* _Data provided_
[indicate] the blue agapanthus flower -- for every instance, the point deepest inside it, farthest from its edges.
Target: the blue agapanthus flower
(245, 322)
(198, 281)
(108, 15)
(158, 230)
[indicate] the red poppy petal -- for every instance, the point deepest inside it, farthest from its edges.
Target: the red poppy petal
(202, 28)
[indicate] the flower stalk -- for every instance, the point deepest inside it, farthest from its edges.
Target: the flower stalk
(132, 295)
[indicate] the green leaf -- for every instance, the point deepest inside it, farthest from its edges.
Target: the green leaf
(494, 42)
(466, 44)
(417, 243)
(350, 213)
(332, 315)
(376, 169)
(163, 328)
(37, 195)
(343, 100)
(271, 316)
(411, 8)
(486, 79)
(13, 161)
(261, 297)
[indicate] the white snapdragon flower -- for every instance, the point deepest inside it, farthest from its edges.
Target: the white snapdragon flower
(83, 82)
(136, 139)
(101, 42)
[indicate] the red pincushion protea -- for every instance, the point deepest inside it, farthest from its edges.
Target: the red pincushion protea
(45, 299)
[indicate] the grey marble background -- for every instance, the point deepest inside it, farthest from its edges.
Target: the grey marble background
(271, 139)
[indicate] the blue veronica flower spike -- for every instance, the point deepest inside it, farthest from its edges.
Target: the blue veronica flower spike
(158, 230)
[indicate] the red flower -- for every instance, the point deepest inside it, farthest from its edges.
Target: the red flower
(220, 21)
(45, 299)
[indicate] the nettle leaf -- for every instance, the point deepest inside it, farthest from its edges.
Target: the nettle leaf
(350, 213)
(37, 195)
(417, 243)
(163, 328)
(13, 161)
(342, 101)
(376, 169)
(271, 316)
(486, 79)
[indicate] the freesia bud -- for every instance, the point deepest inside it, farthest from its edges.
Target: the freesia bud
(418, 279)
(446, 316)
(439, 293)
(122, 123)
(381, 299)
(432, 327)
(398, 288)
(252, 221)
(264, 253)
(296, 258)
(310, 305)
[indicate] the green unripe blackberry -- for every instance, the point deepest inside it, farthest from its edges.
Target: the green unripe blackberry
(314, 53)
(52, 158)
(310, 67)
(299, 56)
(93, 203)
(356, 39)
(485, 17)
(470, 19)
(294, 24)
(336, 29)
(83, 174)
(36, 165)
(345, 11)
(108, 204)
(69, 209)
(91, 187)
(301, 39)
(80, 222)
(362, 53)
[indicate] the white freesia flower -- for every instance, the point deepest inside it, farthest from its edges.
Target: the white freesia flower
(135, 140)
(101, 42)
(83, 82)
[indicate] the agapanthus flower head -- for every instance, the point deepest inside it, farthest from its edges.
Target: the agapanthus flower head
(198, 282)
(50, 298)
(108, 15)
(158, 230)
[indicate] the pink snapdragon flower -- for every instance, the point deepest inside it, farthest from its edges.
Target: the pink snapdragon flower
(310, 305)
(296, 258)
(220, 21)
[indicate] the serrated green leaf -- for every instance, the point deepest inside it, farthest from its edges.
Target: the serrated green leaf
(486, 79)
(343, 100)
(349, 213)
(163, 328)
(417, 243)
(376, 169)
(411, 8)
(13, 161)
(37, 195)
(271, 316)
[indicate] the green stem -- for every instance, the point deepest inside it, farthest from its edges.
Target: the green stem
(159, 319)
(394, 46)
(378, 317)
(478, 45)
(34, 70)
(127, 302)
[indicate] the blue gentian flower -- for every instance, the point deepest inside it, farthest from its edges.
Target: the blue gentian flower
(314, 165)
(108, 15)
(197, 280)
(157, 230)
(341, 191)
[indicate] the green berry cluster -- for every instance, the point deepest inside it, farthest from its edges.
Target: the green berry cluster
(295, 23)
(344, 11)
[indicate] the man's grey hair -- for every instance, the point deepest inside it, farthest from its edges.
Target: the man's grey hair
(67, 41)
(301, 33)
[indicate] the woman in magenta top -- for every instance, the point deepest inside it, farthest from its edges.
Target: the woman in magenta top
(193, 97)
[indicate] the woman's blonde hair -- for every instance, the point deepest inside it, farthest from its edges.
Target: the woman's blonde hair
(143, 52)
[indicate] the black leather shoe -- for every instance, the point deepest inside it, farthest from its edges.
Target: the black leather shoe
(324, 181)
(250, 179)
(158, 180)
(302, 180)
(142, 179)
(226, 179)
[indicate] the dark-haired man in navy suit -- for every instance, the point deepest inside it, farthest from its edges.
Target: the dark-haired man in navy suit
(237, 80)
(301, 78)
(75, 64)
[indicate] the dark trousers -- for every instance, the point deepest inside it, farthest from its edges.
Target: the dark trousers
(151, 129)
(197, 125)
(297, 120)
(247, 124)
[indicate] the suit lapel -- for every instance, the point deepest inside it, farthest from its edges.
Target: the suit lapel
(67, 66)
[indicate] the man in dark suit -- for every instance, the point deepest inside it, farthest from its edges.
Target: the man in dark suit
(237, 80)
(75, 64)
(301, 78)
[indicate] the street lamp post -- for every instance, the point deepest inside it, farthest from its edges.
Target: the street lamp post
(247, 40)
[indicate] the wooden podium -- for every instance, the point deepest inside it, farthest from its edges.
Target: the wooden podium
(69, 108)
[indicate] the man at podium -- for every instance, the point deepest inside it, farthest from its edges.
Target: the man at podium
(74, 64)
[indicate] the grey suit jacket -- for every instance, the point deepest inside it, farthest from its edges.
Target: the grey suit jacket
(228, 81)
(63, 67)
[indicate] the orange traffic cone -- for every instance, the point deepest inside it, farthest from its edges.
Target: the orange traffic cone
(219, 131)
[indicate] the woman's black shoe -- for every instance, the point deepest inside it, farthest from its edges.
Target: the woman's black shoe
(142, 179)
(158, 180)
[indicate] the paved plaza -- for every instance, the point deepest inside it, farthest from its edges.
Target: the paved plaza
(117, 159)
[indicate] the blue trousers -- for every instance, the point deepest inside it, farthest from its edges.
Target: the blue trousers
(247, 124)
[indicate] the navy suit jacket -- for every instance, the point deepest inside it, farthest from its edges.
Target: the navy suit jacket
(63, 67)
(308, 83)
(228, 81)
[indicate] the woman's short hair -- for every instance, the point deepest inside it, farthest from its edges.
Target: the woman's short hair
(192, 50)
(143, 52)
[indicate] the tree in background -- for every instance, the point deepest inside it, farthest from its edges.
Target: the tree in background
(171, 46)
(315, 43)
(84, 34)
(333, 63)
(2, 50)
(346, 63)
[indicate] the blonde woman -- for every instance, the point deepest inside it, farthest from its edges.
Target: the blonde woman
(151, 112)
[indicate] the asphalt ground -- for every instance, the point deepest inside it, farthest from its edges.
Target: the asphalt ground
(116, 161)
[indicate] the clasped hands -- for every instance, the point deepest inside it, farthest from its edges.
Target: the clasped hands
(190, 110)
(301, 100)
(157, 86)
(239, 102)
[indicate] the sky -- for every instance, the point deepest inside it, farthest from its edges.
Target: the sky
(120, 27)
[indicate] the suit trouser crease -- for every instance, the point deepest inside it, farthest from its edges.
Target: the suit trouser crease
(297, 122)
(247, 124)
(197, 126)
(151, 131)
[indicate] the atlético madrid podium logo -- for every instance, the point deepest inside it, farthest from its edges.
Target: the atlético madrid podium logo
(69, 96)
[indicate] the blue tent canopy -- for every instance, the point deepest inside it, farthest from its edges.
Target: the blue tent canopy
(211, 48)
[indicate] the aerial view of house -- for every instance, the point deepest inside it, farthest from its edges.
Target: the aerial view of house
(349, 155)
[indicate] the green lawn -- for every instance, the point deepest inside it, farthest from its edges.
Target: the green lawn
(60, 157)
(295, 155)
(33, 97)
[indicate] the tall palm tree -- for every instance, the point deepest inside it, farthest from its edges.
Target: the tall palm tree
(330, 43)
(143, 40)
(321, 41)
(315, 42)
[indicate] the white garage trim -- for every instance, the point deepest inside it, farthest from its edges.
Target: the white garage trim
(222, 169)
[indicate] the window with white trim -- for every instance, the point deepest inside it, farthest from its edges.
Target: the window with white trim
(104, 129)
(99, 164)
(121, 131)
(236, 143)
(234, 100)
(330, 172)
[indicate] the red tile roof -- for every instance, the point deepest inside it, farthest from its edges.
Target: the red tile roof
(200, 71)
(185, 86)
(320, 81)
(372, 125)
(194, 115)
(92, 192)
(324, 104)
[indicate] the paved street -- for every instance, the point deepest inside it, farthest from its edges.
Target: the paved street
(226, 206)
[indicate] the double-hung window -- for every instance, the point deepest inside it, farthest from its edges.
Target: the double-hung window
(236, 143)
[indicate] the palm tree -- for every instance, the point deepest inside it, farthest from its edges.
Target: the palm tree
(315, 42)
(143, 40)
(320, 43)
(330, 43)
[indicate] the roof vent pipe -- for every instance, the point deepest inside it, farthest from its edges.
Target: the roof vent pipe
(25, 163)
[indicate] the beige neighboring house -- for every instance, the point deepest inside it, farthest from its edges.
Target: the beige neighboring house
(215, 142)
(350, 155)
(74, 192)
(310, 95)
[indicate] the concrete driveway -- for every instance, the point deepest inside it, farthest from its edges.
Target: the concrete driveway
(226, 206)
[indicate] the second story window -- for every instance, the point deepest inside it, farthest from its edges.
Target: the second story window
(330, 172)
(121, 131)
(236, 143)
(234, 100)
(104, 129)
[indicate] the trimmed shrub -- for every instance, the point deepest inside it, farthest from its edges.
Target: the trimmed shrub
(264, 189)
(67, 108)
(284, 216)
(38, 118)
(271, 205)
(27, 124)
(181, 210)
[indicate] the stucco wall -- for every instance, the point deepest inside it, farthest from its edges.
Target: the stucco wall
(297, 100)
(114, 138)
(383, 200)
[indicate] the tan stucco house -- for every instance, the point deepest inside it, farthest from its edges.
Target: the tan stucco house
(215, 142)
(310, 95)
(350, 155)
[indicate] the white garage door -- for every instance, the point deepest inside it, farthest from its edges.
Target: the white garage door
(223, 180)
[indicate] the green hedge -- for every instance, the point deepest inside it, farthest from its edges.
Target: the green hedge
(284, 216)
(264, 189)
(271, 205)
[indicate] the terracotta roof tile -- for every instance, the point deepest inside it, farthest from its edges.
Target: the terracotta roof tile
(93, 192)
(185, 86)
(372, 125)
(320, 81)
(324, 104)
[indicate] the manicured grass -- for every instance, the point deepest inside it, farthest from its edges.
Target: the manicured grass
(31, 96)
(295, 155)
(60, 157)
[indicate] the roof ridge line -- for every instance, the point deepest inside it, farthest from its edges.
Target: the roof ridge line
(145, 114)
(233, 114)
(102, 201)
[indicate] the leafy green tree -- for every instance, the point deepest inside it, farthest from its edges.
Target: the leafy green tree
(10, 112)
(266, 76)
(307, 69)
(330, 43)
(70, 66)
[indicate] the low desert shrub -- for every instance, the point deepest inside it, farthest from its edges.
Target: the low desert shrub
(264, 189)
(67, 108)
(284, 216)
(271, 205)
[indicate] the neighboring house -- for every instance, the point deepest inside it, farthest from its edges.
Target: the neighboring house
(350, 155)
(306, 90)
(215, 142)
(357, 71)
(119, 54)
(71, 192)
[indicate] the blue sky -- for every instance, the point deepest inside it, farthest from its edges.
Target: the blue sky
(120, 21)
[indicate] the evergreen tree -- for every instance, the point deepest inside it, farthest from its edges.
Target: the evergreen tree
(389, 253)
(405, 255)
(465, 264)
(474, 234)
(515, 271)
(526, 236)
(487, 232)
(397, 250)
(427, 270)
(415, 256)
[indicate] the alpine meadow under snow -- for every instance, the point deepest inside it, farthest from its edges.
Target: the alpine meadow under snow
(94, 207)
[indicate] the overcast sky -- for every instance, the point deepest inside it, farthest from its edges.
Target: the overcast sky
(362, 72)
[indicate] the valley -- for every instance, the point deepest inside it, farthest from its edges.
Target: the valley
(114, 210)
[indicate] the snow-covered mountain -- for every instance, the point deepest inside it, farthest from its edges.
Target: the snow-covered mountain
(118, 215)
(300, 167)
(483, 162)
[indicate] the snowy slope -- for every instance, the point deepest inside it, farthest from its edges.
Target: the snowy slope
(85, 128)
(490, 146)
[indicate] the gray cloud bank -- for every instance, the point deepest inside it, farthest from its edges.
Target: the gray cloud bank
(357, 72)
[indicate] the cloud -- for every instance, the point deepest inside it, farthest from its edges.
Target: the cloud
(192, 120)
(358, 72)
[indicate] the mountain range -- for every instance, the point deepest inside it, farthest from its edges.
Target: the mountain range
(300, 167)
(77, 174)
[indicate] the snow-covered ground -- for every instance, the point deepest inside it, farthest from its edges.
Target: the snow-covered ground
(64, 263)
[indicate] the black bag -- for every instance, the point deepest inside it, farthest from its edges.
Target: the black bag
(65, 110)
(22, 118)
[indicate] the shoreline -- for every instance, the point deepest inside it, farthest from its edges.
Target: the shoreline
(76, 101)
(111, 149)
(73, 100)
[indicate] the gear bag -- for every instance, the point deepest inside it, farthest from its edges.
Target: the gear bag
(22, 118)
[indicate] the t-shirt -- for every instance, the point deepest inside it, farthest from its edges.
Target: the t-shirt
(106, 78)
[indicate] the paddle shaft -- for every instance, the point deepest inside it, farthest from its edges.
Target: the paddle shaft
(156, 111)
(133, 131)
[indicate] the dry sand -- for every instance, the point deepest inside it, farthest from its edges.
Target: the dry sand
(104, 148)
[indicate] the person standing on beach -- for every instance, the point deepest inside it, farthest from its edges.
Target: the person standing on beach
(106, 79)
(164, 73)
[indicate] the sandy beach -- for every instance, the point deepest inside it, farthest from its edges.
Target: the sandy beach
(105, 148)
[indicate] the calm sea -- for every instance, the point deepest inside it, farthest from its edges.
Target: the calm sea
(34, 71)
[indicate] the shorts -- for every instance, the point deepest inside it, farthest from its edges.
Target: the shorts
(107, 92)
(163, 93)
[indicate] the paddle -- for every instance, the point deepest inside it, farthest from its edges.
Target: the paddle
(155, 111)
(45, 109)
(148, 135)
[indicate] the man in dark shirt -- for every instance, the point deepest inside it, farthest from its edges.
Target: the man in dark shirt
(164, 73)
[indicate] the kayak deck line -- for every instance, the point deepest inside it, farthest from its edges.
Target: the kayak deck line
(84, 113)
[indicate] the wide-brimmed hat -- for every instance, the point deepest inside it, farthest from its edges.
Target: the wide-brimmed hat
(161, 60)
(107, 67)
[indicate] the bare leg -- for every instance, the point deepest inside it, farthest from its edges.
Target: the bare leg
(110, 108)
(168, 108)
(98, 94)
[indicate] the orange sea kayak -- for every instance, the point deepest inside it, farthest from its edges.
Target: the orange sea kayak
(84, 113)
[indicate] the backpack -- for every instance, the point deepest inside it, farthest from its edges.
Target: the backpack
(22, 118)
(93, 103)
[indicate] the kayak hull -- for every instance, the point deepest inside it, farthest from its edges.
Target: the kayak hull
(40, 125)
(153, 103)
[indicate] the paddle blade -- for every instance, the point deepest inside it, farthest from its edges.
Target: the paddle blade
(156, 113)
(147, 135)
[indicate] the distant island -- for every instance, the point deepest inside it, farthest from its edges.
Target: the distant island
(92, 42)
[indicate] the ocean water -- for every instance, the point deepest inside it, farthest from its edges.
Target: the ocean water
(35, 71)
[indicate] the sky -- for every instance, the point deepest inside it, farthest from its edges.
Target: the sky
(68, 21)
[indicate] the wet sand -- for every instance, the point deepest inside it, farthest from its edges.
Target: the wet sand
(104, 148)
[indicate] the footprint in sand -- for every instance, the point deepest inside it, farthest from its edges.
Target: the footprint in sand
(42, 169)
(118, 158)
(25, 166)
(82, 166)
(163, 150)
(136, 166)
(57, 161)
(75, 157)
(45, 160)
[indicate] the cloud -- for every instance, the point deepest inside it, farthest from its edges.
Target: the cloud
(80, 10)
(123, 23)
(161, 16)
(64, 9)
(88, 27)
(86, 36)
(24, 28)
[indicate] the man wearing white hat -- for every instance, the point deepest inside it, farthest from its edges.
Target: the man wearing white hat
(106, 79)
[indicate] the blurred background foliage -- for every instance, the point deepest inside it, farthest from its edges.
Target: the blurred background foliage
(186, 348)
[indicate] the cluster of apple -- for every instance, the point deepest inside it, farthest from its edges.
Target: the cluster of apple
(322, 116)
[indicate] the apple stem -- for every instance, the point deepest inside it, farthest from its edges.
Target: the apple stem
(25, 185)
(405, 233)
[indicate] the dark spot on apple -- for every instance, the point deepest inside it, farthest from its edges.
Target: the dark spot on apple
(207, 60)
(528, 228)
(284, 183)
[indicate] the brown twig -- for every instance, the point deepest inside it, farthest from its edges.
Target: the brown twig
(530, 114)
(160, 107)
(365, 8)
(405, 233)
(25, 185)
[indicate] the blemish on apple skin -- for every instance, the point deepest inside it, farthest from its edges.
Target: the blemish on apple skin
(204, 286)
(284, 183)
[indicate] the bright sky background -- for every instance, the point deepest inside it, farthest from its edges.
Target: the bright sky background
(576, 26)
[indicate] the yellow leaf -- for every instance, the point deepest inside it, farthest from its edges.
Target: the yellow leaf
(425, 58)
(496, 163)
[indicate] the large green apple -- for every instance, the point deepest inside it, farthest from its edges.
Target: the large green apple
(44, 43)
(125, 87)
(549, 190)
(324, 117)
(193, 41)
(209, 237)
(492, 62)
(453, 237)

* _Goal of the exercise_
Write out, word for word, the line containing "[indicate] the apple" and every line after it to the end of the data above.

* _Written solution_
[indicate] the apple stem -- for every instance, the point deepest inside it, farthest from its edges.
Target: the apple stem
(25, 185)
(405, 233)
[indicate] the dark spot on apple -- for every instance, the point deepest inside it, farthest from its edges.
Target: the dark spot on apple
(207, 60)
(528, 228)
(284, 183)
[indicate] the brown twig -- for every instance, the point deepest inside it, farthest from its edges.
Target: the brown twig
(530, 114)
(160, 107)
(365, 8)
(405, 233)
(25, 185)
[indicate] the blemish on apple skin -- for every instance, the point deepest inside it, farthest from its edges.
Target: the blemish on apple skin
(204, 286)
(284, 183)
[indicate] the bright sky background -- for every instance, the point deepest inside it, farthest from its edges.
Target: the bright sky background
(576, 26)
[indicate] the yellow leaf -- for every instance, the point deepest inside it, farthest from its edges.
Target: the yellow leaf
(425, 58)
(496, 163)
[indicate] the large green apple -- for every instance, the point deepest inside it, farthest from its edges.
Target: the large green apple
(44, 43)
(125, 87)
(549, 190)
(324, 117)
(193, 41)
(209, 237)
(492, 62)
(453, 237)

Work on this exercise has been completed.